(TEXT)

I have listed the statistics before, but I will do it again. Out of the Conservative tax breaks, the bottom 20% got around 6% of the benefit, and the top 20% got 36% of the benefit. Maybe that is another golf membership or jacuzzi in the backyard for some, but for those families struggling to pay the bills, it is offensive that the Conservative government keeps ignoring the basic needs of families trying to get their kids to school and offer their children better hope.
For the first time in many generations in our country, all the evidence is pointing to the generation following having a lower quality of life than what we are experiencing right now. If there is any wish parents have for their children, it is that they will have equal or better opportunities than the parent did. However, the opportunity gap grows with the income gap. The gap in opportunity that is afforded to middle-class and working-class Canadians and their children is growing. The gap in accessing better education and training, to that first job, to get that first business loan to start that new enterprise, is growing.
As was once said by an American politician, it becomes a society of the haves and the have mores. Under this policy, that is something the government is going to promote.
The government will say that those who already have great resources, who have benefited greatly by living in this society and prospering through their own hard work or through some endowment are going to get more under the Conservatives because they feel they deserve more for just being who they are. However, those in the middle and lower incomes will get less. They will access less and their services will be cut because we know what the Conservative government has been doing. It is lowering expectations, lowering services, reducing health transfers and gutting environmental policies. It is doing all of this in some nefarious scheme to say to Canadians that they should not expect much from government, particularly if one is so unlucky to have been born into the middle or lower classes.

(End TEXT)
(DATA FOR REVIEW)

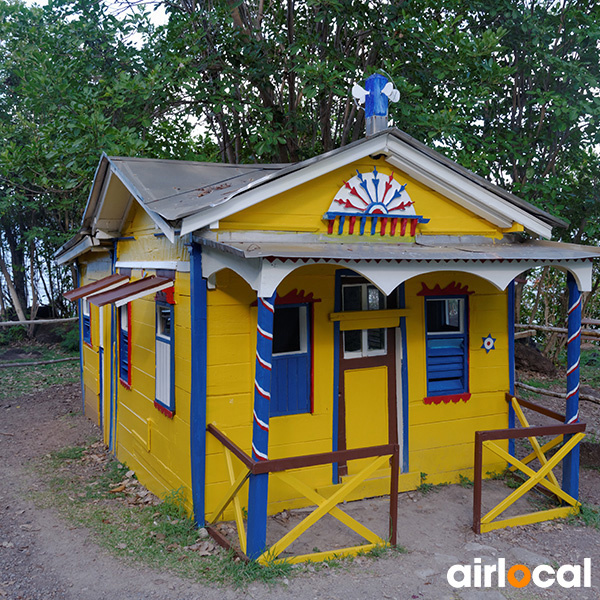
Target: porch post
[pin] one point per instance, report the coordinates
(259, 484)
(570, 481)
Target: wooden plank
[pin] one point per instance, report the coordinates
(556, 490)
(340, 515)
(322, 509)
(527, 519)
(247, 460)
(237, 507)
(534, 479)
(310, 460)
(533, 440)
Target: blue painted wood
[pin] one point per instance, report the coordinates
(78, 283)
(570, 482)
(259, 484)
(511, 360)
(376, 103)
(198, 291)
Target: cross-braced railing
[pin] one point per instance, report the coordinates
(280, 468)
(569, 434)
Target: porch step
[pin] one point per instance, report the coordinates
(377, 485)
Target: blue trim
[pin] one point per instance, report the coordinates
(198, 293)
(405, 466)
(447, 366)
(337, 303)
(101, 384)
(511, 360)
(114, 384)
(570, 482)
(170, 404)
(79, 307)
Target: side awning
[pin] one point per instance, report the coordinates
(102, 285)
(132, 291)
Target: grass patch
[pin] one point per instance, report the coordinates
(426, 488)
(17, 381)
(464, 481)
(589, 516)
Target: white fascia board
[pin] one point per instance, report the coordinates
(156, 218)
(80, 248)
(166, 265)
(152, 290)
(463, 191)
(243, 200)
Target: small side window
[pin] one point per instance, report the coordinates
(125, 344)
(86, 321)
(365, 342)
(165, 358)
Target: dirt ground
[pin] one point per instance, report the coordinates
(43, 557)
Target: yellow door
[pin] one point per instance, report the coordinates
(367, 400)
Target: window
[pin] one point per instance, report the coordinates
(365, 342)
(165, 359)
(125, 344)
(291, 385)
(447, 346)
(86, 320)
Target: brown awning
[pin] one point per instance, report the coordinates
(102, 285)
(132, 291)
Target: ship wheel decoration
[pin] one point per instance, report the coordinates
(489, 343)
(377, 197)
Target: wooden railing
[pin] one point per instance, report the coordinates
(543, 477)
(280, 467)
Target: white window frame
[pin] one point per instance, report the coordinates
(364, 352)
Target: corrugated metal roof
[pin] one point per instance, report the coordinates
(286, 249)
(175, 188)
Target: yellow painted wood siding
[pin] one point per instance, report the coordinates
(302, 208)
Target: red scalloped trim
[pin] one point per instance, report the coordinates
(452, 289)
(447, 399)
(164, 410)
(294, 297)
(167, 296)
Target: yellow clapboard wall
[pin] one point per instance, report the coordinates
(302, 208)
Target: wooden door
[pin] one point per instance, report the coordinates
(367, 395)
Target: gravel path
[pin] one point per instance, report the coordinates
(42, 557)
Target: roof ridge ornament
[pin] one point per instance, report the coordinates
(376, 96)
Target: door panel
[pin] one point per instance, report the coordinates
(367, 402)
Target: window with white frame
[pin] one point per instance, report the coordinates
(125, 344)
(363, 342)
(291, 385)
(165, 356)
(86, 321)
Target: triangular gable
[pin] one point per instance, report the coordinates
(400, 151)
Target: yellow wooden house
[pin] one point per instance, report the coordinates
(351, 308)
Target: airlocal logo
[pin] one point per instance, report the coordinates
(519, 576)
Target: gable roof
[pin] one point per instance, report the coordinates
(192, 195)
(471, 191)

(End DATA FOR REVIEW)
(DATA FOR REVIEW)

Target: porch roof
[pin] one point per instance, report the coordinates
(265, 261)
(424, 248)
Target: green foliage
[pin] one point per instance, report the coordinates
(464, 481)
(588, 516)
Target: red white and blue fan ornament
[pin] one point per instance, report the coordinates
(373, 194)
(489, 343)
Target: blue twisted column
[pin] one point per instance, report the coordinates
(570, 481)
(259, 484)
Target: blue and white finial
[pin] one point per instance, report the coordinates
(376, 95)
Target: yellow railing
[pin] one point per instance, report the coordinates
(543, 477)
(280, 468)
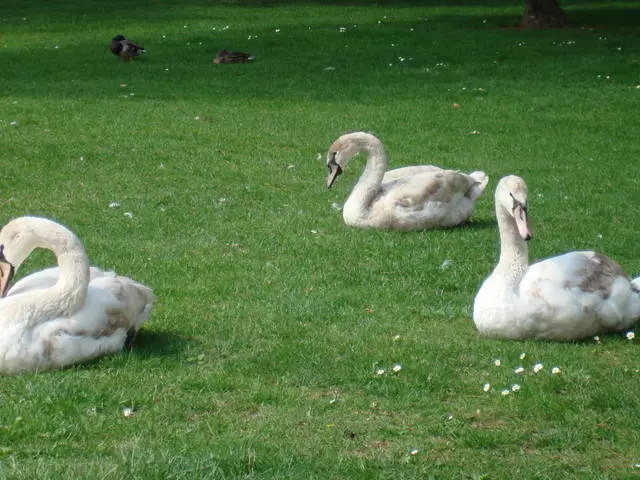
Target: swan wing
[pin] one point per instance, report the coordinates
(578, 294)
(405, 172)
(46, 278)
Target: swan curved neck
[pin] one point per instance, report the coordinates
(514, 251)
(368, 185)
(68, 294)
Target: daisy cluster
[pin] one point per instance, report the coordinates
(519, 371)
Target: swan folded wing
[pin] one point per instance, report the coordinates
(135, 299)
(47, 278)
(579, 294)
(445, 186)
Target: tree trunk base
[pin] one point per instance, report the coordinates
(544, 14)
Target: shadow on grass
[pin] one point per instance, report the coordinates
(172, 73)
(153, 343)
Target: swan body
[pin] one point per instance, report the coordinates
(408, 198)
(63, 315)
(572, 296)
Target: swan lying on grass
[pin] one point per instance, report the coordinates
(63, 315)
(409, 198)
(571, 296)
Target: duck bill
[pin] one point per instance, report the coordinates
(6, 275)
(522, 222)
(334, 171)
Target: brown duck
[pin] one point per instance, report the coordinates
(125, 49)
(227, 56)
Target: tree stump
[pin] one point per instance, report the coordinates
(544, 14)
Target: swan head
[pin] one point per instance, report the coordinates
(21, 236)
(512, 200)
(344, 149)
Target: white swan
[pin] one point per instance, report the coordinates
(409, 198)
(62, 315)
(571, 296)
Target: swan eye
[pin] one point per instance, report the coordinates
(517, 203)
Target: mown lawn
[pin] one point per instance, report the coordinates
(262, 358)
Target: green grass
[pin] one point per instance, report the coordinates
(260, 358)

(End DATA FOR REVIEW)

## EXERCISE SET
**a.** According to the speech on Conservative tax breaks, what share of the benefit went to the bottom 20%?
**b.** Go on with the speech on Conservative tax breaks from the point where it stops.
The rows are not needed for anything here.

## RESULTS FOR EACH TASK
**a.** Around 6%.

**b.**
One of the concerns that economists are expressing to us is what they call a “stratification” of the economy. Canada, for many generations, has enjoyed the possibility that, regardless of where or at what income level one was born, there was a possibility that one could improve one's lot through hard work and dedication. To take that hope away from people is more than discouraging; it is despicable.
This is something that no government should promote. However, we hear it time and again from across the political spectrum, from economists to the C.D. Howe Institute to the Broadbent Institute to the Canadian Centre for Policy Alternatives to Conservative economists and left-wing economists. They agree that this program, this $5 billion income splitting scheme will offer benefit to very few people.
The New Democrats oppose this proposal because it disproportionately helps those who do not need it and hurts those who need a hand. As New Democrats, there is nothing more fundamental for us, it goes to our DNA, we believe the role of government is the thing that we do when we come together to accomplish that which we cannot accomplish alone.
We look to help our neighbours. We look to care for our neighbour's children, not cast them aside. We do not invoke policies based on pure ideology to gain a couple of points in an election poll, rather than design government as it should be, based on sound evidence.
A progressive government, in perhaps a year or even a little less, will have the opportunity to offer Canadians just that.